> [Work to complete]:
**A.** In the mutual funds article below, what types of mutual funds are given as examples?
**B.** Proceed with the mutual funds article below by writing on from its final sentence.

> [Excerpt to read]:

Mutual Funds Mastery Part 1 this is volume 1 of the Mutual Fund Series.
We have all come across the advertisement ‘MUTUAL FUND SAHI HAI.’ In today’s era, we have several types of mutual funds (Sectoral, Thematic, Index, etc.), so it is crucial to determine which one is best suited to our needs.
A Mutual Fund is just like a pizza where we are the owners of a particular part of a company and for the beginner, it is very simple and easy step to enter into the markets because as we are you so we do not have that much of knowledge to build a conviction of a Stock eventually as we grow by our knowledge it gets developed.
Mutual Funds Mastery Part 1 is going to be the introductory part of the series where we are going to discuss the basics.

> [Data entries]:
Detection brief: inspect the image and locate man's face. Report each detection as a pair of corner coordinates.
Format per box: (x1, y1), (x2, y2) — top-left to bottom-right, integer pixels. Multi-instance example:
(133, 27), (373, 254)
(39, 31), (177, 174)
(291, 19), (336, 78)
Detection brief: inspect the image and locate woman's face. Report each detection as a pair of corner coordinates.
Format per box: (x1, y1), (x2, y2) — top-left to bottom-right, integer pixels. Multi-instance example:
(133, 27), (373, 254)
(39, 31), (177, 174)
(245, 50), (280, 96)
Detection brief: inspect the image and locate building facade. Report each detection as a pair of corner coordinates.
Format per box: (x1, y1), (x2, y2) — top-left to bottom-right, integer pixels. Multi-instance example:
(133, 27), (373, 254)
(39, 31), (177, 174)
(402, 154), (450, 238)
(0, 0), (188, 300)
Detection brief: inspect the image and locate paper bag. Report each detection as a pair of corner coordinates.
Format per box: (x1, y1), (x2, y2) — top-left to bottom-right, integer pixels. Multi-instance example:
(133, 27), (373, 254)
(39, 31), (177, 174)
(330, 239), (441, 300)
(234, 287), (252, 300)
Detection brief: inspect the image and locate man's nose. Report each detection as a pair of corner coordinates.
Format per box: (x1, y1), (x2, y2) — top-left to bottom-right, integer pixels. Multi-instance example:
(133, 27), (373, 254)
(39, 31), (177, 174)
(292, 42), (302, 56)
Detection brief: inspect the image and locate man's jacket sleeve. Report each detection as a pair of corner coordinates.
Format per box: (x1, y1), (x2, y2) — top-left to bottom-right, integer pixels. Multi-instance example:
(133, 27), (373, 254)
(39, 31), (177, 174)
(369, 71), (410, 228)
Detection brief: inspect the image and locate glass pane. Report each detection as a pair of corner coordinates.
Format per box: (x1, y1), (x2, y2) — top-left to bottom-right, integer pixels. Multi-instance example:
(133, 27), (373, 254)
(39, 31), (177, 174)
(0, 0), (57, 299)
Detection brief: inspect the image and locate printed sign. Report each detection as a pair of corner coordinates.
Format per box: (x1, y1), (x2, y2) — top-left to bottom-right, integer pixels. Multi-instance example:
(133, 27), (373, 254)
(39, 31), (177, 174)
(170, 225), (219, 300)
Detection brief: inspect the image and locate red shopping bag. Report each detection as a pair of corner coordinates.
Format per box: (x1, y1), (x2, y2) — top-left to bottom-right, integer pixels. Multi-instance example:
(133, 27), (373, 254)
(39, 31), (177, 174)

> [Outputs by task]:
**A.** Sectoral, Thematic, and Index funds.

**B.**
he Index Funds could be the best investment for the beginner as the person didn’t have prior experience with the markets so this product is very appropriate again according to the Risk profile it gets divided into 3 Categories (Large cap, Mid cap, Small cap) Funds the low-risk investors prefer the Large-cap Funds, Medium Risk Midcap and more risk is in the Small-cap funds.
The most important is to define the tenure of investment it should be a minimum of 5 Years, for mid and small cap 5 Years could not generate many returns as this are high-risk & high return investment theme and if probably markets do not perform well then this is bleeding, but these funds are having the potential to generate great wealth as compared to Large cap in long tenure (15 Years or more time frame).
Large-cap Funds invest in Nifty’s top 50 companies Next to nifty’s 50 companies the NIFTY NEXT 50 which shows that potential to be the next Nifty 50’s participants Where Midcap invests in companies ranked from101 to 250 Small cap invests in companies rank below 250
Investment Basket
The mutual funds are already diversified and we should always think of maximum of 4 to 5 funds for wealth creation beyond this range the portfolio becomes over diversified due to which we are minimize the returns IDEAL BASKET should consist of Lage , Mid,Small cap (i.e 1 fund from each category )for a longer duration can create massive exponential wealth .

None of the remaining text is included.